▶ Problem to work on
Under this task are some entries; return every one of them exactly.

▶ Records shown
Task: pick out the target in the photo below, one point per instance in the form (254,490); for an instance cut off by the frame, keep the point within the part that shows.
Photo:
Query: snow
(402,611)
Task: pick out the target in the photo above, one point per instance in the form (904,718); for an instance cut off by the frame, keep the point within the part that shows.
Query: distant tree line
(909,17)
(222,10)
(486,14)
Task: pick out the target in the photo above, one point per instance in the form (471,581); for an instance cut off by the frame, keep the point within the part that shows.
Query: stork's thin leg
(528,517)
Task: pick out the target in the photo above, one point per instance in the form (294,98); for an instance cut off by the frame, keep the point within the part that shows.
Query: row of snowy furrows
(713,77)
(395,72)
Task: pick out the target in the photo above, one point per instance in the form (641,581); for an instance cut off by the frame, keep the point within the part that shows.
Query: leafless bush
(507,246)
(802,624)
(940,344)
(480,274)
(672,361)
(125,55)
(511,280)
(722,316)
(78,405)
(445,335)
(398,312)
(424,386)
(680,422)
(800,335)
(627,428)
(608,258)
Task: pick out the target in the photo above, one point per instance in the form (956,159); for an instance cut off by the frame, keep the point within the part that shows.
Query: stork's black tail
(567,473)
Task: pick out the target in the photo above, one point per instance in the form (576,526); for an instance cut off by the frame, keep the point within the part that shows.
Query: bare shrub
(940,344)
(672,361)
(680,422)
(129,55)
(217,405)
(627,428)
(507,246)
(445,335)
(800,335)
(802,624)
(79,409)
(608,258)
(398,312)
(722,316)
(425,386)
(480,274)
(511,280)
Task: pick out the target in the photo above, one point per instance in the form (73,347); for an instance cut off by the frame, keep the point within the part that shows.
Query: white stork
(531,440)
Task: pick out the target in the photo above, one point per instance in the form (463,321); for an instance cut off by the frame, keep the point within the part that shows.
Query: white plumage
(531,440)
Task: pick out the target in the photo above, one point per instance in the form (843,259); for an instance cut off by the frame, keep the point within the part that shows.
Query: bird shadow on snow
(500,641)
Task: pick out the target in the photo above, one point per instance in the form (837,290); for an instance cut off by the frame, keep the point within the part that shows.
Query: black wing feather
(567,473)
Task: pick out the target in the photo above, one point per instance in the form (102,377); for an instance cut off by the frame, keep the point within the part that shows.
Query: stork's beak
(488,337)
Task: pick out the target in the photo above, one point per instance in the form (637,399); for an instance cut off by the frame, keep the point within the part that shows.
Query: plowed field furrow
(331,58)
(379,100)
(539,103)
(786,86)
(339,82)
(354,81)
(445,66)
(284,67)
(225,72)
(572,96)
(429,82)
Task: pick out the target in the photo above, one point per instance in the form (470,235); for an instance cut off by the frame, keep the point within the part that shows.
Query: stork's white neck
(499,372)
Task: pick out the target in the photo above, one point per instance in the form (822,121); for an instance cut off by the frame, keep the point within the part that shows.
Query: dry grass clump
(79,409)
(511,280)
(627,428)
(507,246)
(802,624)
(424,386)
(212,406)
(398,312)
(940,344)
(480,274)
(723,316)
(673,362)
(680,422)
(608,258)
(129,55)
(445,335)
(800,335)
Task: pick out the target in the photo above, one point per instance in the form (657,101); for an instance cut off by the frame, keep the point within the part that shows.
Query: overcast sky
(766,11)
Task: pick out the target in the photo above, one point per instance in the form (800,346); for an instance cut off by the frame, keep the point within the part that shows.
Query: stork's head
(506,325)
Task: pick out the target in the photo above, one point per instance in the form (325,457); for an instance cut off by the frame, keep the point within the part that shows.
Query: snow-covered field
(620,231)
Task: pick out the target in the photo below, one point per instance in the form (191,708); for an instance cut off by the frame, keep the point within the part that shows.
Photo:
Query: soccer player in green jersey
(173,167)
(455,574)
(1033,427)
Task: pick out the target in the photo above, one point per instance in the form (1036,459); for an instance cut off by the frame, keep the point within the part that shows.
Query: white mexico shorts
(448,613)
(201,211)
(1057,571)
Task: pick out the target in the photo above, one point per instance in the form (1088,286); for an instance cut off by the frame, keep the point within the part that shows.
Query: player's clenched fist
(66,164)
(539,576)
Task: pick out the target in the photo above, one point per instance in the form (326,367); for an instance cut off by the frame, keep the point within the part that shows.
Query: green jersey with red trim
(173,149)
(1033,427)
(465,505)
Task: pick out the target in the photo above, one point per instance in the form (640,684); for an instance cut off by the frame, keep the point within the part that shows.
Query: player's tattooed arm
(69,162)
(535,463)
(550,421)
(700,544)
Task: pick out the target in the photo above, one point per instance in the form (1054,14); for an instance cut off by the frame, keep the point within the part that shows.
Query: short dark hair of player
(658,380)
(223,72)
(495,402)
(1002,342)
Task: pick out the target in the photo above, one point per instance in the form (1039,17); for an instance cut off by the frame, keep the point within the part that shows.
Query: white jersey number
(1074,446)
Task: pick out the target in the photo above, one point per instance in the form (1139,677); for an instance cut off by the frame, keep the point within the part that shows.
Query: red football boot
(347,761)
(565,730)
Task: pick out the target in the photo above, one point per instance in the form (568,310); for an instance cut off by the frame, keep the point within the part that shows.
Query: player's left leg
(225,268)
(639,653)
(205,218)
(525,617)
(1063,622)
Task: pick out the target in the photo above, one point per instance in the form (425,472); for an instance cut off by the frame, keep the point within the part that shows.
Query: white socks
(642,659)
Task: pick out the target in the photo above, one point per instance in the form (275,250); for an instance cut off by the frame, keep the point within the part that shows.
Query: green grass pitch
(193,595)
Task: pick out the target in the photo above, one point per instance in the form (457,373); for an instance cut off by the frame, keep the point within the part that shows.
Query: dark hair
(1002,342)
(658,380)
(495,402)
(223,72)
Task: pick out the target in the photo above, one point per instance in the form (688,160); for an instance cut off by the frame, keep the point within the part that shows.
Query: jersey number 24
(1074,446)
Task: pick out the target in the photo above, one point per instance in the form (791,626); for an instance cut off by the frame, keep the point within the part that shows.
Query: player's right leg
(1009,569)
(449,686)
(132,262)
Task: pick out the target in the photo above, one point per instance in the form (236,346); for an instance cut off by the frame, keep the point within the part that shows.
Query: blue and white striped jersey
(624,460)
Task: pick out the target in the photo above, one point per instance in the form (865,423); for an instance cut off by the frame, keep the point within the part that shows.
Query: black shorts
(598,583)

▶ Solution to this task
Task: pick out the target in the photo below, one point per instance in the form (254,490); for an instance cut off by the frame, keep the point within the part that shows.
Photo:
Query: snow
(402,611)
Task: pick out the target in the photo above, one point per instance in the form (904,718); for an instance cut off by the frame, keep the point within the part that shows.
Query: distant tree line
(909,17)
(222,10)
(486,14)
Task: pick out the target in the photo above, one point per instance in the form (471,581); for an instance cut off by the frame, keep the point within the part that shows.
Query: stork's thin leg
(528,517)
Task: pick out the target in the photo above, one point per instance in the form (294,98); for an instance cut off by the frame, keep the point within the part that shows.
Query: row of snowy furrows
(713,77)
(395,72)
Task: pick out the target in the photo above, one point per instance in the form (641,581); for an instance cut off by the frame, keep the point within the part that shows.
Query: leafless bush
(507,246)
(802,624)
(940,344)
(480,274)
(672,361)
(125,55)
(511,280)
(722,316)
(78,405)
(445,335)
(398,312)
(424,386)
(680,422)
(800,335)
(627,428)
(608,258)
Task: pick out the target in the photo above, one point per instance in the form (956,159); for an instance cut off by the frame, keep the point within the part that shows.
Query: stork's black tail
(567,473)
Task: pick out the target in the photo above, one point per instance in the form (576,526); for an instance cut off by the frame, keep the point within the part that shows.
Query: bare shrub
(940,344)
(672,361)
(680,422)
(129,55)
(217,405)
(627,428)
(507,246)
(445,335)
(800,335)
(802,624)
(79,409)
(608,258)
(398,312)
(722,316)
(425,386)
(480,274)
(511,280)
Task: pick out the target in the photo above, one point per instance in the form (73,347); for an instance cut off by the frame, keep the point within the part that shows.
Query: white stork
(531,440)
Task: pick out the target in the photo above, one point per instance in the form (463,321); for an instance cut off by the frame, keep the point within the part that shows.
Query: white plumage
(531,440)
Task: pick out the target in the photo above, one point per instance in the form (843,259); for an instance cut off by the frame, keep the point within the part that shows.
Query: bird shadow on snow
(500,641)
Task: pick out the target in the photo above, one point per instance in the form (837,290); for an instance cut off by the frame, keep the point within the part that shows.
Query: black wing feather
(567,473)
Task: pick out the target in the photo above, one point per instance in the form (102,377); for an instance cut off by the frame, keep the point within the part that shows.
Query: stork's beak
(488,337)
Task: pick out the target in the photo above, one point per instance in the form (637,399); for an instance cut off by the frame, keep the point within the part that shows.
Query: plowed field furrow
(331,58)
(379,100)
(539,103)
(786,86)
(339,82)
(354,81)
(445,66)
(284,67)
(225,72)
(572,96)
(429,82)
Task: pick out the target in the photo above, one point per instance in the form (470,235); for an instance cut off by the frame, keep the point within the part that shows.
Query: stork's white neck
(499,372)
Task: pick out the target in the photo above, one point per instance in the form (822,121); for an instance cut off by the frame, keep the point within the part that shows.
Query: dry grass clump
(79,409)
(511,280)
(627,428)
(507,246)
(802,624)
(424,386)
(212,406)
(398,312)
(940,344)
(480,274)
(723,316)
(673,362)
(680,422)
(608,258)
(129,55)
(445,335)
(800,335)
Task: pick out the target in the photo above, one point per instance in the form (657,101); for an instance cut off by the frame, keep the point within the part that shows.
Query: overcast sky
(766,11)
Task: pick out the target in the photo above, one point per instance in the form (800,346); for an instance cut off by the frame, keep the point within the part that shows.
Query: stork's head
(506,325)
Task: pick out the target in the photo above, one point per instance in the form (325,457); for an instance cut off by the frame, keep the point within the part that shows.
Query: snow-covered field
(620,231)
Task: pick out the target in the photo below, one point per instance in the form (191,708); for an instance cut off by the frame, keep the point within the part that shows.
Photo:
Query: soccer player in green jersey
(173,167)
(455,574)
(1033,427)
Task: pick out the target in the photo above, one point per instance in the form (1036,459); for an instance cut off by the frame, keep the point within the part that shows.
Query: white mexico shorts
(448,613)
(201,211)
(1057,571)
Task: pick out the target in the photo above, one point per instance in the form (1088,286); for an instance cut off by the frame, keep the point within the part that shows.
Query: player's clenched fist
(66,164)
(539,576)
Task: pick out the target in the photo above, one point per instance in the form (326,367); for an instance cut off by the frame, keep the point within the part that shows.
Query: green jersey with red trim
(173,149)
(1033,427)
(465,505)
Task: pick out the target in the photo above, one point per instance in the form (640,684); for an instance cut off by the frame, keep the point within the part that shows.
Query: player's tattooed arm
(69,162)
(535,463)
(550,421)
(700,544)
Task: pick out the target in the photo above, one point per instance in the form (1054,14); for an instance cut off by the frame, keep the point within the part that shows.
Query: short dark hair of player
(658,380)
(223,72)
(495,402)
(1002,342)
Task: pick out the target in the photo above, one point per instance in the form (1039,17); for an instance cut off by the frame, keep the point within the part that shows.
Query: white jersey number
(1074,446)
Task: pick out the target in the photo above, one point per instance in the form (1139,677); for an instance cut off by the frame, keep the point within the part that shows.
Query: red football boot
(347,761)
(565,730)
Task: pick out the target in the photo above, one point per instance in the form (568,310); for an instance cut off by the frame, keep the point within the part that shows.
Query: player's left leg
(225,268)
(639,653)
(205,218)
(525,617)
(1063,622)
Task: pick out the target in the photo above, one point per instance in the form (425,472); for an instance cut off by the frame, keep the point within the part that shows.
Query: white socks
(642,659)
Task: pick out the target in the photo above, one point per instance in the form (275,250); for an instance cut off by the frame, keep the point within the part that shows.
Query: green grass pitch
(193,595)
Task: pick out the target in the photo above, one point per instance in the form (457,373); for an instance cut off by the frame, keep the point within the part that shows.
Query: dark hair
(1002,342)
(658,380)
(495,402)
(223,72)
Task: pick out the target in the photo above, one point per instance in the form (688,160); for an instance cut off by the frame, keep the point within the part that shows.
Query: jersey number 24
(1074,446)
Task: pick out the target in the photo above, one point per instance in the form (791,626); for an instance cut off by the frame, keep the point within the part that shows.
Query: player's right leg
(1009,569)
(449,686)
(132,262)
Task: pick out the target in the photo above, one point per instance in the form (236,346); for an instance cut off by the frame, keep the point within the part that shows.
Query: blue and white striped jersey
(624,460)
Task: pick out the target in the photo above, one point per instance in the form (865,423); for an instance cut off by the frame, keep the point within the part that shows.
Query: black shorts
(598,583)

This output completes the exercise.